__Given entries__
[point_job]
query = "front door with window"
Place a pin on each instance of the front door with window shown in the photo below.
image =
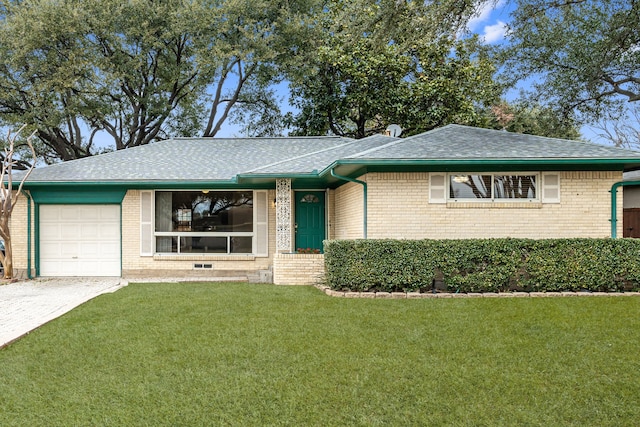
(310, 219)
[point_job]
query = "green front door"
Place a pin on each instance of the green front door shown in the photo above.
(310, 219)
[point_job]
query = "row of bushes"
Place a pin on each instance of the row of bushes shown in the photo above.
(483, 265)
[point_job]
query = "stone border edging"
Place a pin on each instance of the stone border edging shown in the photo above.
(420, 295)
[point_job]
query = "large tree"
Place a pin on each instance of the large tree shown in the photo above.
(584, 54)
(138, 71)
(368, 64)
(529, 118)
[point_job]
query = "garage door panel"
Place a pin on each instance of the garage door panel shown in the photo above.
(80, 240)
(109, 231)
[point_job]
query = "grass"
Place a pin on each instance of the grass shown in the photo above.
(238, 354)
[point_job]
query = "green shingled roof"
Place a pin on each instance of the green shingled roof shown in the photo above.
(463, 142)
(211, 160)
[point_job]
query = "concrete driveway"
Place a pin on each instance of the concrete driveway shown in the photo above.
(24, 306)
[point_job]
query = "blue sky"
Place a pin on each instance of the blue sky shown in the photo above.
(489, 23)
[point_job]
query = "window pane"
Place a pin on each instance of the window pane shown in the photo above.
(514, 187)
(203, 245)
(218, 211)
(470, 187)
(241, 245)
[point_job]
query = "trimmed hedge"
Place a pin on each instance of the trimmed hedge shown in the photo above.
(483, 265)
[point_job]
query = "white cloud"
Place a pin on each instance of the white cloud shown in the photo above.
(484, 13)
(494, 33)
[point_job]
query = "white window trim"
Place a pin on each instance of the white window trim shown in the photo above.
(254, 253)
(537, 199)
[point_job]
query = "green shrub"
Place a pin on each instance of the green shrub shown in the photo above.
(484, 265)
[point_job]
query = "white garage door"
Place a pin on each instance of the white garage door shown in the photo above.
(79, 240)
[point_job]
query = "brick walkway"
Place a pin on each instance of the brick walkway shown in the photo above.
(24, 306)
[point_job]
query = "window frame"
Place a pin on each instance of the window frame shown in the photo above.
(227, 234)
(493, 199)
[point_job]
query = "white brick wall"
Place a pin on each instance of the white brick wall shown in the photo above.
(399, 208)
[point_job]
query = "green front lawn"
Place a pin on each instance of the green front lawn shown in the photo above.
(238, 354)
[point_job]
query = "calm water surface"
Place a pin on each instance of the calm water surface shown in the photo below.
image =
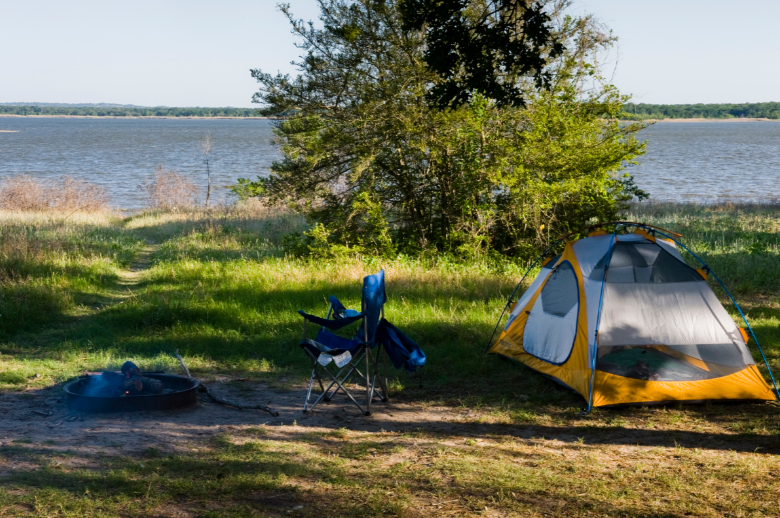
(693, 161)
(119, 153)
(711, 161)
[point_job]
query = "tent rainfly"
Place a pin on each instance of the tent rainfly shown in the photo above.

__Task requirements__
Each entry gets copied exactly; the pictures stay out.

__Written response__
[point_job]
query = "front door with window"
Place a pin on each instance of the front door with window shown in the photo below.
image =
(310, 219)
[point_job]
query = "green front door"
Place a pin on each instance of the green front door shown in the photo above.
(310, 219)
[point_job]
query = "row of bushes"
Place a pin on each instance of the row of bushes shown in the photo above.
(483, 265)
[point_job]
query = "stone border edging"
Place a pin on each instance of the stone border edging shown in the photo above.
(420, 295)
[point_job]
query = "large tree"
Place a pin on each instance of the large tree shown in the photo above.
(584, 54)
(138, 71)
(368, 64)
(529, 118)
[point_job]
query = "garage door panel"
Place a pin on each instance of the garage door panel shown in the photo above.
(80, 240)
(109, 231)
[point_job]
query = "grass"
Place a pin on each instance of the grass shown in the photo above.
(238, 354)
[point_job]
query = "green shingled roof"
Place a pin on each instance of the green shingled roof shown in the photo above.
(463, 142)
(211, 160)
[point_job]
query = "concrete driveway"
Place a pin on each instance of the concrete driveway shown in the photo above.
(24, 306)
[point_job]
query = "blue sky"
Place a pin on each instance of the blue sky shown in the photo above.
(489, 23)
[point_job]
query = "window pane"
Place a pin on each instance of the window pane shown in the photo above.
(514, 187)
(203, 245)
(218, 211)
(470, 187)
(241, 245)
[point_job]
query = "trimmed hedge"
Place a pin on each instance of the trimmed hedge shown in the photo above.
(483, 265)
[point_job]
query = "white cloud"
Place a pin on each instance of the white cloud shown in the photo above.
(484, 13)
(494, 33)
[point_job]
query = "white window trim"
Place a pin on each instance of the white window trim shown in the photo above.
(254, 253)
(537, 199)
[point_job]
query = "green shrub"
Place a pin on each instance of the green shrub shown in the photo above.
(484, 265)
[point_job]
query = "white garage door"
Place a pin on each instance of the white garage door shown in the photo above.
(79, 240)
[point_job]
query = "brick walkway"
Place a pin on each instance of the brick walkway shown in the photo above.
(24, 306)
[point_job]
query = "window frame"
Place a pin on each instance of the window frame shown in the photo above.
(227, 234)
(493, 199)
[point_job]
query = "white brick wall"
Place a pin on each instance of the white brick wall shown in the photo above.
(399, 208)
[point_job]
query = "green front lawn"
Place a pin on each instance of the green front lawn shown in the photo above.
(238, 354)
[point_job]
query = "calm water surface"
Place a pin on each instance of the calm water surface shown in the photo below.
image =
(693, 161)
(119, 153)
(711, 161)
[point_job]
query = "tent rainfly"
Place a pin on each instance of the tent rainfly shown in the photo above.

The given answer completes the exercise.